### WORK REQUEST
Please repeat the whole listing exactly, but leave out any picture it holds.

Start of INFORMATION SUPPLIED

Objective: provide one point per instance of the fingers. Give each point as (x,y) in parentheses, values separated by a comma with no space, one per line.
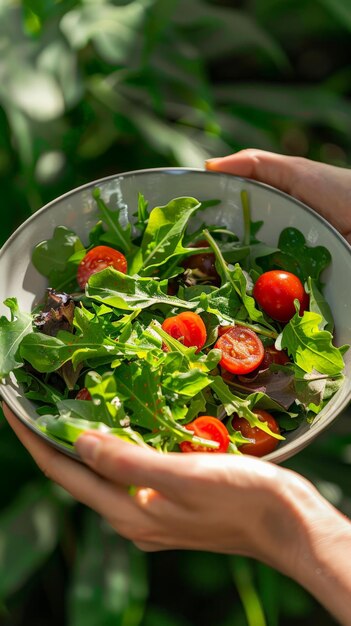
(83,484)
(325,188)
(266,167)
(130,464)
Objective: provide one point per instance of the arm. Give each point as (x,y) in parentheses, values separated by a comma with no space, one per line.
(221,503)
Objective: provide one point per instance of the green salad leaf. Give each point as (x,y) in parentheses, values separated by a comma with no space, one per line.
(127,292)
(296,256)
(115,234)
(310,347)
(12,332)
(163,235)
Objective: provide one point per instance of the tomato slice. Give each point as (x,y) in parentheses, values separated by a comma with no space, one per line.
(188,328)
(207,427)
(242,350)
(261,443)
(98,259)
(275,292)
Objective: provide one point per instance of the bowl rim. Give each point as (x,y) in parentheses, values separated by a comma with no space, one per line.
(280,454)
(173,170)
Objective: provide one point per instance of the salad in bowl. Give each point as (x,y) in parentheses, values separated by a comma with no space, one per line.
(172,320)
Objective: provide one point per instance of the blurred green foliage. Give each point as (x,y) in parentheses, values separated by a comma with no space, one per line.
(95,87)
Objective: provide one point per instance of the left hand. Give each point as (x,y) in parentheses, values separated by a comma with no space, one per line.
(203,501)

End of INFORMATION SUPPLIED

### RESULT OF THIS EXERCISE
Objective: provide one point per instance of the fingers. Give each point as (x,y) in parentheses, values separated by a comma with no space, one per line.
(83,484)
(325,188)
(266,167)
(130,464)
Objective: provide one point per instance of the arm. Give each point as (x,y) in parentheses, values separated by a comma with no space, one per line.
(221,503)
Objective: provide one point per instance of the green salad leaf. Give each point as (x,y) in parentheses, values separated by a comma with no space, one per line.
(127,292)
(296,256)
(115,234)
(310,347)
(12,332)
(163,235)
Objective: provide one point per instance of the tomato slice. Give each point as (x,y) in parentheses, values separated by a comma with no space, one per line.
(188,328)
(207,427)
(242,350)
(261,443)
(98,259)
(275,292)
Objective: provide one point per instance of the bowl rim. Give each point as (x,y) in parentheses, values separated by a comma with no space, one per line.
(280,454)
(173,170)
Objective: provide one point per instance of the salad in bowl. Give each point as (x,y) in parentheses, values separated by a comma with no space, one per line.
(172,320)
Objective: provide one point per instance of the blurred green foliage. Give each point as (x,y) in parentheses, values separated by a comma with no space, one per line.
(95,87)
Objective: provide one point per instance of the left hand. Give each point as (x,y) in parentheses, values separated by a comma with no space, one per line.
(203,501)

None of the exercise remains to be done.